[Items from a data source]
━━━
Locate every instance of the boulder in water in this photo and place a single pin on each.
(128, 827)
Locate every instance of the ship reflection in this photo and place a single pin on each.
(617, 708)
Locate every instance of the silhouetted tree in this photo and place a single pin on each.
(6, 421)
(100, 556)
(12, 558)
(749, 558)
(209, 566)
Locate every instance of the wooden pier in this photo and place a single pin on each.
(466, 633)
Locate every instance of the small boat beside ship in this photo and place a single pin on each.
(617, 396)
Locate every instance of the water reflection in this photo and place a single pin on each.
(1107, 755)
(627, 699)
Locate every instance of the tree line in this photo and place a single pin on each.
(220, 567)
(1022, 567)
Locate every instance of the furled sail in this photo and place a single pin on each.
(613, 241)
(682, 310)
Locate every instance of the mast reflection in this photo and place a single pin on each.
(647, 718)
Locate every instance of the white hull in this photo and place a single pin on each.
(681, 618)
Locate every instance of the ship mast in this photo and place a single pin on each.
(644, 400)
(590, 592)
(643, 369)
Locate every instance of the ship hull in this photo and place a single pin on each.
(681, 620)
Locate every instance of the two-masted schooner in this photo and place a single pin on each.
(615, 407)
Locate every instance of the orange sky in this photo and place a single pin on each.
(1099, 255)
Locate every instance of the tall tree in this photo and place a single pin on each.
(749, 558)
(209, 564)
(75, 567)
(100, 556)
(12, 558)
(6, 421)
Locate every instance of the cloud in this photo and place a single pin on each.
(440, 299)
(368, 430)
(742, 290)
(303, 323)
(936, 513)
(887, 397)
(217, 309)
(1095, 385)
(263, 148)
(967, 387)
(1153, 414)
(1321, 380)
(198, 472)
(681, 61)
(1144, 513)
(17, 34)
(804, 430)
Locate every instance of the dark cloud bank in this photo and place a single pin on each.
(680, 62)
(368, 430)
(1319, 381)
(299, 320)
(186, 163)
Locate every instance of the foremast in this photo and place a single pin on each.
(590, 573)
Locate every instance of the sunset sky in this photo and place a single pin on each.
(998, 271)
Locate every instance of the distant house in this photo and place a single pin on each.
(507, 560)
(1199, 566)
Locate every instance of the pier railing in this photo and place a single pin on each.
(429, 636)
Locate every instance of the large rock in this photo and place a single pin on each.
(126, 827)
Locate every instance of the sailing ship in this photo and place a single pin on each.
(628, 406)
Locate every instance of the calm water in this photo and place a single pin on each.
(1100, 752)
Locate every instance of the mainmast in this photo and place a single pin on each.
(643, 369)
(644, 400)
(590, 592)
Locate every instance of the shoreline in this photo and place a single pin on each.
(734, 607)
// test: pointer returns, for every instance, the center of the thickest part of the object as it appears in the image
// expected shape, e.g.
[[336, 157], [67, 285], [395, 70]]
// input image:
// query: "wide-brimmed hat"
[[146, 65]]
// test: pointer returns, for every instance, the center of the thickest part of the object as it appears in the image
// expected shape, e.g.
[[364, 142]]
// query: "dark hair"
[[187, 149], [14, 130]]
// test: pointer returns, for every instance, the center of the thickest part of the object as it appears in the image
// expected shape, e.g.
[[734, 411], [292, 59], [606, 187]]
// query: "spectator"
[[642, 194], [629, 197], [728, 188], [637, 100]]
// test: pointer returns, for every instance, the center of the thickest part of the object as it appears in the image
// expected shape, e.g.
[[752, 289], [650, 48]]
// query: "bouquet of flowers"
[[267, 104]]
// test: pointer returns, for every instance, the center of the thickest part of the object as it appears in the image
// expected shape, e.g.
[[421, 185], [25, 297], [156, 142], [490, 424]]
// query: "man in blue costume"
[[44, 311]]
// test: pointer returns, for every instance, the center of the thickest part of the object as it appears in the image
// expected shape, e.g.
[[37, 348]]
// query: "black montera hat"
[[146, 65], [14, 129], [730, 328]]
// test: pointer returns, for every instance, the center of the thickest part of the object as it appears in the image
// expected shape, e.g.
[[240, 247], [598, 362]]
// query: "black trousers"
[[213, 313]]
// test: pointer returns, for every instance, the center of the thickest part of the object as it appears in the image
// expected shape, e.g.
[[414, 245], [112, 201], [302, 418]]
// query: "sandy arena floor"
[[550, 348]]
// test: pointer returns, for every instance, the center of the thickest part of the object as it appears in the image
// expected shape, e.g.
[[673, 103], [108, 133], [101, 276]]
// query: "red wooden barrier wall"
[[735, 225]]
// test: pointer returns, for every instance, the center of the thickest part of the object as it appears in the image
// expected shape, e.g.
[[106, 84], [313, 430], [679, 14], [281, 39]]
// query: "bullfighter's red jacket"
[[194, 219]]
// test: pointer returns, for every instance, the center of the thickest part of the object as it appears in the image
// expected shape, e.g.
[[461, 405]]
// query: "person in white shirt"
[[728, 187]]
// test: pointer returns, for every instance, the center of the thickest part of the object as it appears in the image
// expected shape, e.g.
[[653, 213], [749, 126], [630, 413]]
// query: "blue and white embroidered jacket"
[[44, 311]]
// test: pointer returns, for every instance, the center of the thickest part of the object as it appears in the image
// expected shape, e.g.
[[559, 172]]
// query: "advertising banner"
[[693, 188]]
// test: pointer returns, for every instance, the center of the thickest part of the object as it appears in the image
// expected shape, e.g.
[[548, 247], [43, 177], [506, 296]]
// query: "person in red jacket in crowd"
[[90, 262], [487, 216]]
━━━
▶ OBJECTIVE
Please reproduce only the part of the material that opens with the line containing "Locate every instance of the calm" and closes with the line containing "[[187, 149], [14, 130]]", requests included, shifting every coordinate in the answers by -9. Leave every other number unchanged.

▶ COMPLETED TASK
Locate every instance of the calm water in this photo and place a single pin on each.
(1091, 743)
Locate every instance of the mainmast in this photo and place a single pin on each.
(634, 360)
(635, 391)
(581, 583)
Locate every instance of the shoreline in this photo and place a single pin on each.
(725, 598)
// test: pointer returns, for every instance, the center of the thickest part of the object as it appears in the image
// expected shape, e.g.
[[336, 157], [67, 285], [395, 70]]
// input image:
// query: "wide-brimmed hat"
[[137, 56]]
// test: pointer returns, for every instance, the center of the thickest part of the object as it appears in the image
// expected shape, e.g.
[[364, 142]]
// query: "dark hair"
[[178, 140], [5, 121]]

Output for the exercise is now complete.